◆ **Задания**:
1. Ответьте по тексту о событиях вокруг Белого дома:
(a) Кому решено позвонить в начале текста?
(b) Кто, по словам В.А. Крючкова, будет у него для совета?
(c) В чем В.А. Крючков заверил Ельцина?
2. Продолжите текст о событиях вокруг Белого дома после его последней фразы.

◆ **Исходный текст**:
::::

Вся оперативная информация, естественно, дол­жна быть у В.А. Крючкова. Решаю позвонить ему:
– Владимир Александрович! Откуда, по вашему мнению, идет нагнетание напряженности, откуда столько разговоров по «штурму», не кажется ли вам возможной в этой неразберихе провокация? Хотелось бы посоветоваться…
– Вопрос сложный, подъезжайте. У меня будут товарищи из минобороны и МВД, посоветуемся…

…Я в кабинете председателя госбезопасности. В четвертом часу Владимиру Александровичу наконец удалось связаться с Ельциным и объясниться по телефону. Была, как я понял из разговора, достигнута договоренность, и Ельцин обещал принять меры по наведению порядка среди перевозбужденных «защитников» Белого дома своими силами... Владимир Александрович заверил Ельцина, что слухи о «штурме» Белого дома – провокация.
Итак, главное было сделано: удалось наладить контакт.

::::

◆ **Исходные строки**:
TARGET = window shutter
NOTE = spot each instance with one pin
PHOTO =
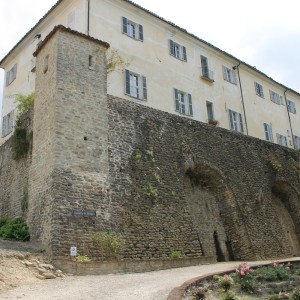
(271, 133)
(184, 53)
(127, 82)
(190, 105)
(176, 100)
(233, 77)
(144, 82)
(141, 33)
(241, 123)
(171, 46)
(7, 78)
(3, 126)
(11, 121)
(266, 131)
(124, 24)
(231, 119)
(281, 100)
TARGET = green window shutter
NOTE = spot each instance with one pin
(176, 100)
(124, 25)
(233, 77)
(141, 33)
(190, 105)
(184, 53)
(231, 119)
(144, 82)
(241, 123)
(171, 47)
(127, 82)
(4, 126)
(224, 73)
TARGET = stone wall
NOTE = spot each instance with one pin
(211, 188)
(165, 182)
(14, 176)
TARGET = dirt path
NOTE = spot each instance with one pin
(146, 286)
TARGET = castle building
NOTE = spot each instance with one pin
(158, 64)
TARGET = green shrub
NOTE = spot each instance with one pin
(82, 258)
(296, 294)
(3, 221)
(24, 103)
(176, 254)
(230, 295)
(226, 282)
(110, 243)
(15, 230)
(20, 143)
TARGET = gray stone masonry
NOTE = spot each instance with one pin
(164, 182)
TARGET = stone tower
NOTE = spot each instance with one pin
(69, 166)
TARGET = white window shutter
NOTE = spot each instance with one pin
(144, 83)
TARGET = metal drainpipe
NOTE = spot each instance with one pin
(286, 104)
(241, 89)
(88, 18)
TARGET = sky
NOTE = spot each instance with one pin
(262, 33)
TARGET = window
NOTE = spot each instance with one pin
(177, 50)
(11, 75)
(8, 124)
(183, 102)
(206, 73)
(291, 106)
(132, 29)
(229, 75)
(136, 85)
(268, 132)
(236, 121)
(282, 140)
(276, 98)
(210, 110)
(259, 90)
(297, 142)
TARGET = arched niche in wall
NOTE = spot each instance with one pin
(286, 201)
(215, 215)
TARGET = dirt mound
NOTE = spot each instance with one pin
(22, 263)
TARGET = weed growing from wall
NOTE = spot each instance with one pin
(110, 243)
(20, 143)
(275, 165)
(24, 103)
(15, 230)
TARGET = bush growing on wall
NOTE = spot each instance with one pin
(14, 230)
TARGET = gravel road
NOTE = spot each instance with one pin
(146, 286)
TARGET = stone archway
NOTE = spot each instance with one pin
(214, 214)
(285, 200)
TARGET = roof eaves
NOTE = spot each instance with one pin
(166, 21)
(32, 29)
(69, 30)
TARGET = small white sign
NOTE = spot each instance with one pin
(73, 251)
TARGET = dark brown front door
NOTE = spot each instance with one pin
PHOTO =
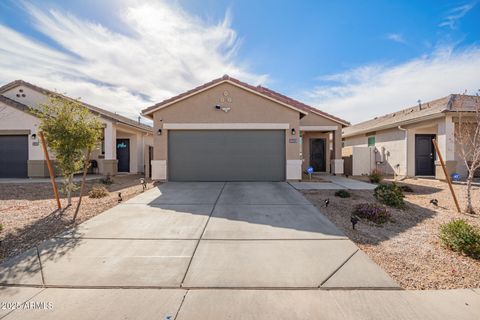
(424, 155)
(317, 155)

::::

◆ **Ответы по номерам**:
1.
(a) В.А. Крючкову.
(b) Товарищи из минобороны и МВД.
(c) В том, что слухи о «штурме» Белого дома — провокация.

2.
Около двух часов ночи появился от МВД Громов, от минобороны – Варенников и Ачалов. Кроме хозяина кабинета, присутствовали и его заместители...
У всех нас была одна главная мысль. Она варьировалась в разных формах, с разной интонацией и эмоциональностью: избежать кровопролития, не допустить провокации.

...Итак, решено: вывести войска, вылететь к Горбачёву, собрать у него руководителей республик, подготовить вопросы о стабилизации положения в стране, о Союзном договоре для рассмотрения на сессии и потом съезде Верховного Совета СССР. К Горбачёву летят В.А. Крючков, Д.Т. Язов, А.И. Тизяков, О.Д. Бакланов, В.А. Ивашко.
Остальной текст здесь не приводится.